• _PAGE TEXT_
--------------------
Later this year, the Woodrow Wilson Foundation will announce its fourth and final class of New Jersey Teaching Fellows. As of last year, the Woodrow Wilson Foundation awarded 180 Fellowships to high-achieving STEM students to become science, technology, engineering and math teachers in the New Jersey schools and districts that need them most.
Let me share a few facts from the New Jersey Teaching Fellows program with you, in addition to the 41 percent statistic offered earlier. In a profession where three-quarters of all educators are female, 43 percent of New Jersey Teaching Fellows are male. Last year alone, 25 percent of all Teaching Fellows already held advanced degrees, including Ph.Ds, law degrees, and M.Ds. They are a mix of recent college graduates, career changers, and former military. All bring real STEM content knowledge to New Jersey classrooms. All are committing to careers, not stints, as New Jersey public school teachers.
--------------------
[Dataset entries]
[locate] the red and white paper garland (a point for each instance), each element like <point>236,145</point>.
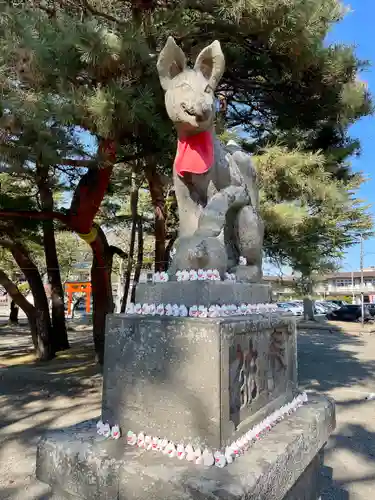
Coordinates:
<point>207,457</point>
<point>194,275</point>
<point>199,311</point>
<point>104,429</point>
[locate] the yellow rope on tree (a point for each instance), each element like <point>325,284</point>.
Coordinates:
<point>89,237</point>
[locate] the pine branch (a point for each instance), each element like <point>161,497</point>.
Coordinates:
<point>32,214</point>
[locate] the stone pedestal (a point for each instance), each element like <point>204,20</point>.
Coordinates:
<point>198,381</point>
<point>179,378</point>
<point>203,293</point>
<point>284,465</point>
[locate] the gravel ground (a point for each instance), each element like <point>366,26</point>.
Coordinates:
<point>336,363</point>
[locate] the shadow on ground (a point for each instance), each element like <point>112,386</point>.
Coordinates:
<point>328,359</point>
<point>333,361</point>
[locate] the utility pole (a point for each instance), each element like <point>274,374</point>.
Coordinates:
<point>362,284</point>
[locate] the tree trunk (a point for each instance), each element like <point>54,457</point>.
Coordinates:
<point>138,267</point>
<point>85,204</point>
<point>158,201</point>
<point>41,322</point>
<point>36,321</point>
<point>102,291</point>
<point>60,334</point>
<point>134,213</point>
<point>13,315</point>
<point>168,249</point>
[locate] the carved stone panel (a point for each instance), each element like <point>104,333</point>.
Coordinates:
<point>261,368</point>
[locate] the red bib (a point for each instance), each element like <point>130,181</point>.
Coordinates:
<point>195,154</point>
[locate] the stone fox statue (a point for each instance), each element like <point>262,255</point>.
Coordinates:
<point>215,187</point>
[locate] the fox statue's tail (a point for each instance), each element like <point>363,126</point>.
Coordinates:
<point>213,217</point>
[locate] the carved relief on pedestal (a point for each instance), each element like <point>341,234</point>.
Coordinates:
<point>276,357</point>
<point>259,371</point>
<point>243,380</point>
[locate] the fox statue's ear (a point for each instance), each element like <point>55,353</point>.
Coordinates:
<point>211,63</point>
<point>171,62</point>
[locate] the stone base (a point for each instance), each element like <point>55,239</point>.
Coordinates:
<point>282,465</point>
<point>203,381</point>
<point>205,293</point>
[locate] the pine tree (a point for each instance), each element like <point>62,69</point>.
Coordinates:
<point>92,65</point>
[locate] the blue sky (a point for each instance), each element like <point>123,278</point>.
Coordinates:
<point>358,29</point>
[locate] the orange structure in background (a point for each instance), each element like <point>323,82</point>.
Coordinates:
<point>78,287</point>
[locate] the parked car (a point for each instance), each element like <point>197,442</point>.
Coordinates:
<point>340,303</point>
<point>320,308</point>
<point>349,313</point>
<point>371,308</point>
<point>329,305</point>
<point>290,307</point>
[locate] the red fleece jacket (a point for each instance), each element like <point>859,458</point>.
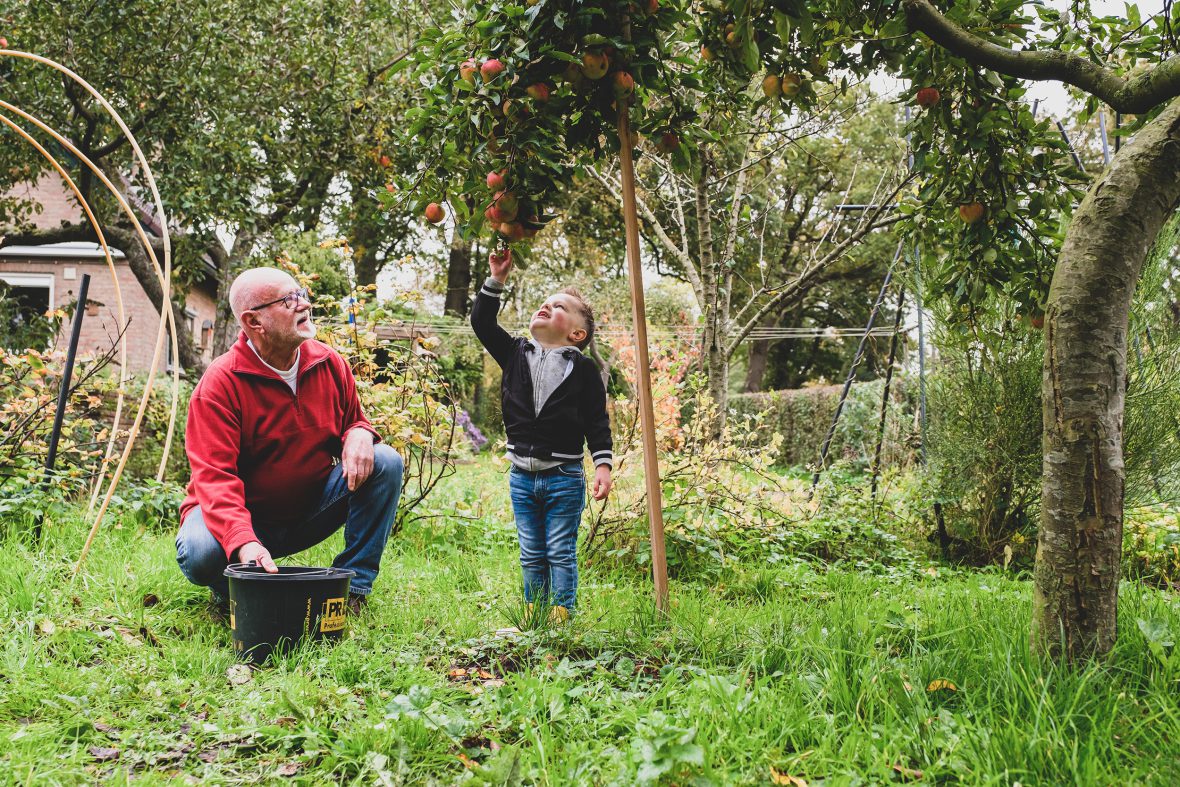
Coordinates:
<point>259,452</point>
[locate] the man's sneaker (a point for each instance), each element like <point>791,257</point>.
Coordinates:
<point>356,603</point>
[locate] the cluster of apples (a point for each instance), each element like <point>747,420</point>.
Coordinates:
<point>785,86</point>
<point>510,216</point>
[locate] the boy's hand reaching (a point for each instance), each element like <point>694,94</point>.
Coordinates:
<point>602,483</point>
<point>500,264</point>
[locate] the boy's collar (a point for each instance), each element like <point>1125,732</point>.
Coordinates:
<point>532,343</point>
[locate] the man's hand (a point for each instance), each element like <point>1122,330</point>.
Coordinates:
<point>259,553</point>
<point>356,457</point>
<point>500,264</point>
<point>602,483</point>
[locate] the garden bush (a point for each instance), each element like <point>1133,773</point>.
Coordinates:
<point>802,417</point>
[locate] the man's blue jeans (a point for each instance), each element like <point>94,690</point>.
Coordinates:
<point>367,516</point>
<point>548,507</point>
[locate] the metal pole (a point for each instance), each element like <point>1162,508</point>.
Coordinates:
<point>852,371</point>
<point>1073,152</point>
<point>643,366</point>
<point>889,380</point>
<point>1106,143</point>
<point>64,391</point>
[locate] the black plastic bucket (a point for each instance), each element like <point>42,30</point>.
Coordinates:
<point>276,611</point>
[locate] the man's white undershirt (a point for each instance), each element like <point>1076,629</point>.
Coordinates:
<point>289,376</point>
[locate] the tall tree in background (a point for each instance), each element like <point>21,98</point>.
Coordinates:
<point>755,227</point>
<point>270,122</point>
<point>968,60</point>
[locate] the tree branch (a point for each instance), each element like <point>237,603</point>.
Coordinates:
<point>684,260</point>
<point>1133,96</point>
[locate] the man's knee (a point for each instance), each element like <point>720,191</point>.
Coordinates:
<point>201,558</point>
<point>387,463</point>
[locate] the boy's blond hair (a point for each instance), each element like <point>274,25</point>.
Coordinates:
<point>587,313</point>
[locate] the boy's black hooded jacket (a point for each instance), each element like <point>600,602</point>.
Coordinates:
<point>574,413</point>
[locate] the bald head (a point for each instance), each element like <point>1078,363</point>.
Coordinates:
<point>257,286</point>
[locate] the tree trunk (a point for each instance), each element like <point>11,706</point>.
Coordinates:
<point>458,277</point>
<point>759,360</point>
<point>713,338</point>
<point>1080,540</point>
<point>365,236</point>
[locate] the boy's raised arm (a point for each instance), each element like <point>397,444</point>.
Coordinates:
<point>487,306</point>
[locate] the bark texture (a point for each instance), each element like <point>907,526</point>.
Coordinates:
<point>458,277</point>
<point>1083,391</point>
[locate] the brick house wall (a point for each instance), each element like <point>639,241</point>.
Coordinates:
<point>60,268</point>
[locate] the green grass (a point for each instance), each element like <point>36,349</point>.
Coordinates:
<point>819,675</point>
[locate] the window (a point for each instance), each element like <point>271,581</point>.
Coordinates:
<point>24,301</point>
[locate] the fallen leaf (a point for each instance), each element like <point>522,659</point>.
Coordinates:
<point>779,778</point>
<point>174,754</point>
<point>129,637</point>
<point>238,674</point>
<point>908,773</point>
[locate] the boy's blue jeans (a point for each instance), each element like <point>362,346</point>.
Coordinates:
<point>367,516</point>
<point>548,507</point>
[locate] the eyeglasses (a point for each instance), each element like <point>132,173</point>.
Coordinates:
<point>290,300</point>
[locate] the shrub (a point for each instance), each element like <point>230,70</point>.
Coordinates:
<point>802,417</point>
<point>726,504</point>
<point>402,391</point>
<point>1152,545</point>
<point>984,445</point>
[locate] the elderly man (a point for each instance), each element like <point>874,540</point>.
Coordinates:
<point>280,450</point>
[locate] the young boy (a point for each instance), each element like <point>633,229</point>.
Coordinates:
<point>552,400</point>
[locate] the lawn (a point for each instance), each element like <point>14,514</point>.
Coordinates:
<point>788,674</point>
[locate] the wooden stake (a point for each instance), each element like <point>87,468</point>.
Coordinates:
<point>643,366</point>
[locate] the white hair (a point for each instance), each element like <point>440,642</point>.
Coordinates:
<point>254,287</point>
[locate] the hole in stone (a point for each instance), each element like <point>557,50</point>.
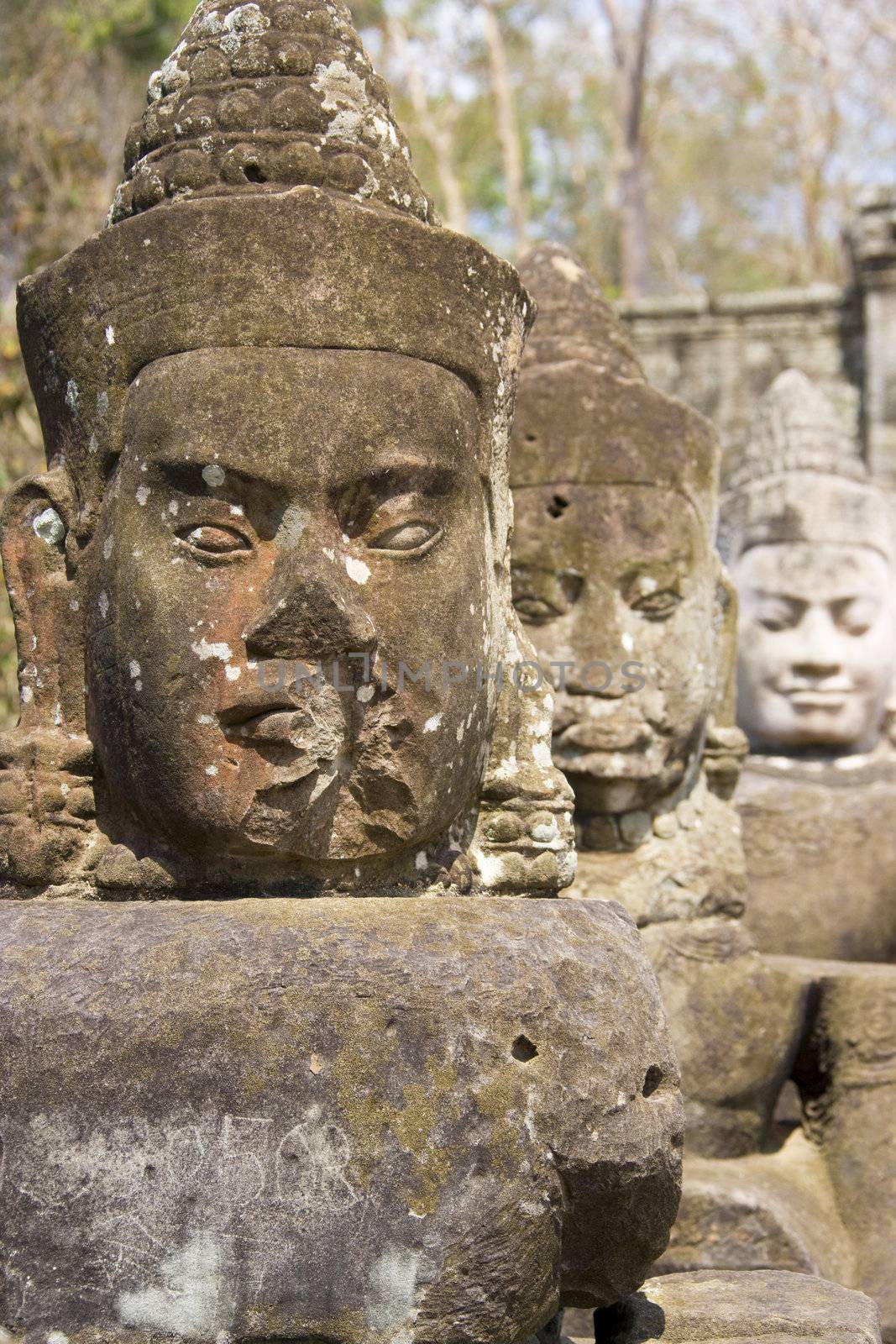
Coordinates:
<point>652,1079</point>
<point>523,1050</point>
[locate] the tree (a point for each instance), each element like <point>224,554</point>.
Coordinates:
<point>508,127</point>
<point>631,42</point>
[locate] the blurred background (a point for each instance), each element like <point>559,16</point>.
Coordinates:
<point>680,147</point>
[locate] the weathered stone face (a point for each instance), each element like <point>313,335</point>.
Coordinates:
<point>817,645</point>
<point>322,506</point>
<point>614,580</point>
<point>809,542</point>
<point>351,360</point>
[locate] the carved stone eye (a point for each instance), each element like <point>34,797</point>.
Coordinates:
<point>407,537</point>
<point>658,606</point>
<point>535,611</point>
<point>210,539</point>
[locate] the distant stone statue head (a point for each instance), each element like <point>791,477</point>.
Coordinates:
<point>809,542</point>
<point>262,591</point>
<point>614,570</point>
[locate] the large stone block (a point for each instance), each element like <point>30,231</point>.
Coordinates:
<point>343,1120</point>
<point>745,1308</point>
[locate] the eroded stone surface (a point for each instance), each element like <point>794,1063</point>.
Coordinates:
<point>364,1121</point>
<point>747,1308</point>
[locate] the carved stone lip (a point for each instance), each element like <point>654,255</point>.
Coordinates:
<point>805,699</point>
<point>604,737</point>
<point>244,716</point>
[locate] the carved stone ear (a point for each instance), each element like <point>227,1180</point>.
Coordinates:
<point>36,524</point>
<point>47,816</point>
<point>726,746</point>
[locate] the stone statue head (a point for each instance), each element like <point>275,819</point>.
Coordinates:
<point>809,542</point>
<point>614,570</point>
<point>273,533</point>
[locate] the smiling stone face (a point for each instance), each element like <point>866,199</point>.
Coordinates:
<point>282,506</point>
<point>817,645</point>
<point>613,580</point>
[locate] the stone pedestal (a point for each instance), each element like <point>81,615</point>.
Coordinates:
<point>345,1120</point>
<point>824,1200</point>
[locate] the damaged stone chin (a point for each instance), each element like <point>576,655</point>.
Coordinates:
<point>338,781</point>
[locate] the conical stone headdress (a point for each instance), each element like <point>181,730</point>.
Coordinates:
<point>586,412</point>
<point>799,479</point>
<point>269,201</point>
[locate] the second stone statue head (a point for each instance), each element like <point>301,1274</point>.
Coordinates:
<point>614,575</point>
<point>810,543</point>
<point>271,543</point>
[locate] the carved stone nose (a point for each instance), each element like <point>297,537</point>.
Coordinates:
<point>312,620</point>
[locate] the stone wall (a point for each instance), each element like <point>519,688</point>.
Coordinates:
<point>721,354</point>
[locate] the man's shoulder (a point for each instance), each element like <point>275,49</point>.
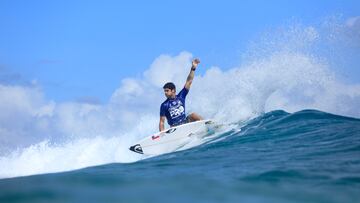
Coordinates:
<point>164,102</point>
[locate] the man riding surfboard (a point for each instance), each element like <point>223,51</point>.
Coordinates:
<point>173,108</point>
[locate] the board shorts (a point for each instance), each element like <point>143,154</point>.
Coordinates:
<point>186,120</point>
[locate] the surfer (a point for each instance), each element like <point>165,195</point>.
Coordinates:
<point>173,108</point>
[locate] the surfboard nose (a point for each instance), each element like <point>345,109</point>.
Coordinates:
<point>136,148</point>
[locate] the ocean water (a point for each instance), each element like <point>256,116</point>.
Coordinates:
<point>306,156</point>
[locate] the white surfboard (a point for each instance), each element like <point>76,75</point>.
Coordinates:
<point>171,139</point>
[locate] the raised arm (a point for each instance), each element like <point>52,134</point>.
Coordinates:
<point>190,77</point>
<point>161,123</point>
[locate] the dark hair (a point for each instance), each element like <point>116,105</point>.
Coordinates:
<point>170,86</point>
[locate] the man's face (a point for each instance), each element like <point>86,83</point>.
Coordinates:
<point>169,93</point>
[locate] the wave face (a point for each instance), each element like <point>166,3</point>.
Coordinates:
<point>306,156</point>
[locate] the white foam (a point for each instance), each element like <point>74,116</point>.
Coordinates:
<point>53,137</point>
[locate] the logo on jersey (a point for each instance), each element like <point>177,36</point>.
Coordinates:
<point>176,109</point>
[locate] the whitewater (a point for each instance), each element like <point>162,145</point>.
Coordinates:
<point>286,72</point>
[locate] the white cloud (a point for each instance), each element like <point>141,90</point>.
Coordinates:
<point>353,22</point>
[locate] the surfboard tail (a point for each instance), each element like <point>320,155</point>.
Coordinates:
<point>136,148</point>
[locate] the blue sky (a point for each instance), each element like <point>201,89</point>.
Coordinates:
<point>82,49</point>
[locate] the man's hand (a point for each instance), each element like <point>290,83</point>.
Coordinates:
<point>195,63</point>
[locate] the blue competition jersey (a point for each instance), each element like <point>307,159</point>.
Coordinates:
<point>174,109</point>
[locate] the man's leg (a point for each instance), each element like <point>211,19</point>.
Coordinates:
<point>194,117</point>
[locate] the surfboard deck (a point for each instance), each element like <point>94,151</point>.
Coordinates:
<point>171,139</point>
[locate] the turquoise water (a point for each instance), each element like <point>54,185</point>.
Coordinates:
<point>307,156</point>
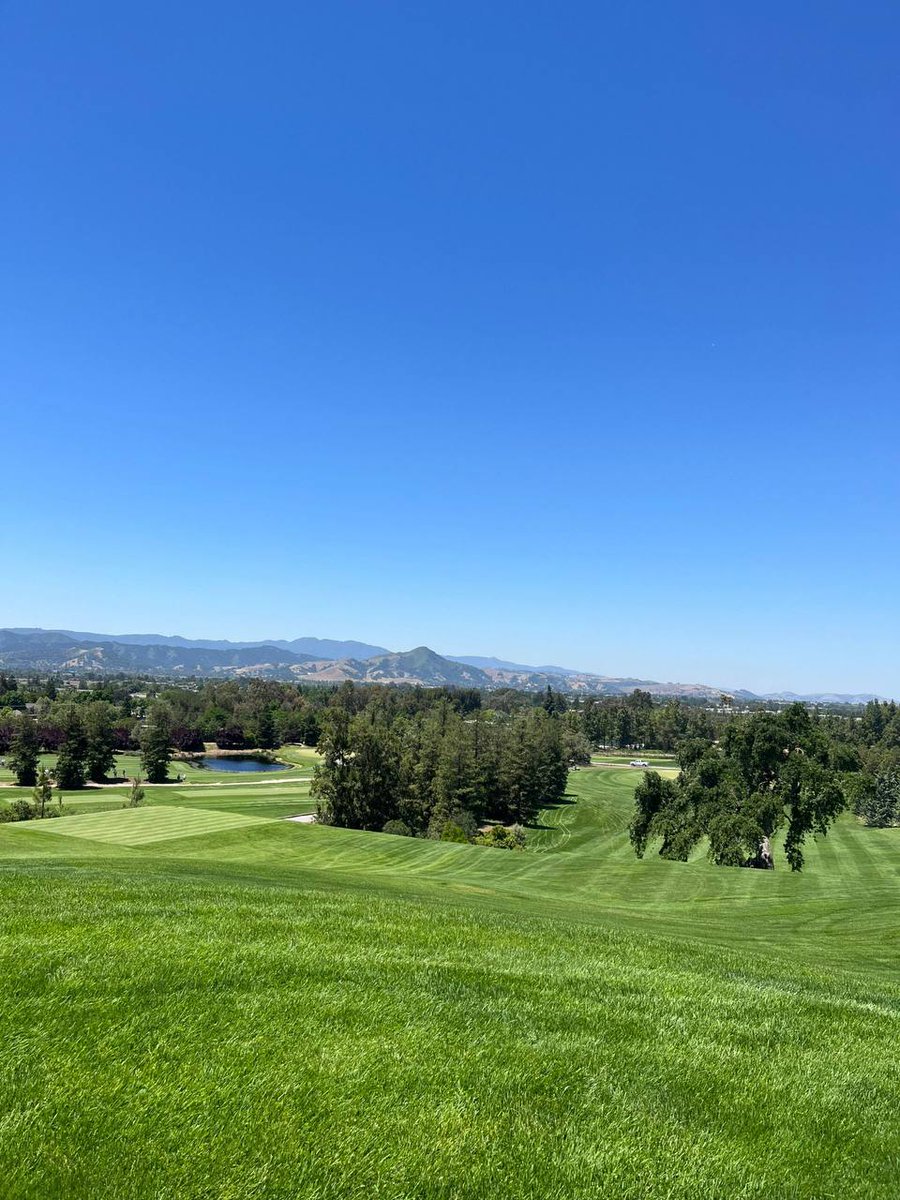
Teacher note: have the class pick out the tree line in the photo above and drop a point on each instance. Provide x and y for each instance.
(439, 773)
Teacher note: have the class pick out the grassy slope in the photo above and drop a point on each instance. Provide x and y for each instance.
(271, 1009)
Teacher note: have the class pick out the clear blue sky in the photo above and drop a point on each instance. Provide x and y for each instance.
(564, 333)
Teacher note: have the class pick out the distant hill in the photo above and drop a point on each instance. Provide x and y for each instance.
(325, 660)
(312, 647)
(474, 660)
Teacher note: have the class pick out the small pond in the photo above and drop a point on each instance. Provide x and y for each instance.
(241, 765)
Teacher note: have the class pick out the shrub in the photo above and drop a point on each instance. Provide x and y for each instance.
(503, 838)
(399, 828)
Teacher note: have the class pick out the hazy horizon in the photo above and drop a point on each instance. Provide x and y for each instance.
(557, 335)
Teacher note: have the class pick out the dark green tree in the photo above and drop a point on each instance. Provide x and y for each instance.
(42, 795)
(771, 772)
(100, 732)
(24, 748)
(71, 759)
(880, 804)
(156, 744)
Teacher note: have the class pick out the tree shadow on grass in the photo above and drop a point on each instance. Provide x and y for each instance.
(559, 804)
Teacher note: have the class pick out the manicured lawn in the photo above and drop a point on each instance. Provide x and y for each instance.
(204, 1001)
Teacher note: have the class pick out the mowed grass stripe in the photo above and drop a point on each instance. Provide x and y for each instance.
(139, 827)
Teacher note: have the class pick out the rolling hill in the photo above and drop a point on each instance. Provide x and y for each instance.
(327, 661)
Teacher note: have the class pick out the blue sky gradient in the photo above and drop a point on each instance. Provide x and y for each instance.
(559, 333)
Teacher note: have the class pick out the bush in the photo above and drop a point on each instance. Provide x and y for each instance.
(453, 832)
(399, 828)
(503, 838)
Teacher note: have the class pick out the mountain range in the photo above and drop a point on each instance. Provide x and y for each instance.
(324, 660)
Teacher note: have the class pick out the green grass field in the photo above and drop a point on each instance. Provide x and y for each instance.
(202, 1000)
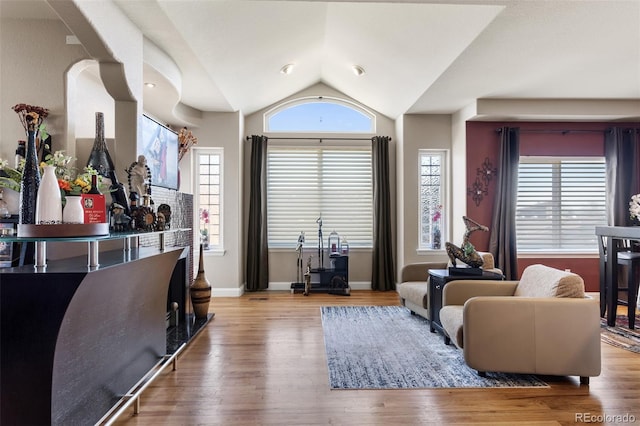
--------------------
• _EXERCISE SET_
• 1. In the Teaching Fellows passage, rewrite everything from "Let me share" down to "public school teachers.", changing "career changers" to "mid-career professionals".
• 2. According to the Teaching Fellows passage, what percentage of New Jersey Teaching Fellows are male?

• _ANSWERS FOR THE EXERCISE_
• 1.
Let me share a few facts from the New Jersey Teaching Fellows program with you, in addition to the 41 percent statistic offered earlier. In a profession where three-quarters of all educators are female, 43 percent of New Jersey Teaching Fellows are male. Last year alone, 25 percent of all Teaching Fellows already held advanced degrees, including Ph.Ds, law degrees, and M.Ds. They are a mix of recent college graduates, mid-career professionals, and former military. All bring real STEM content knowledge to New Jersey classrooms. All are committing to careers, not stints, as New Jersey public school teachers.

• 2. 43 percent.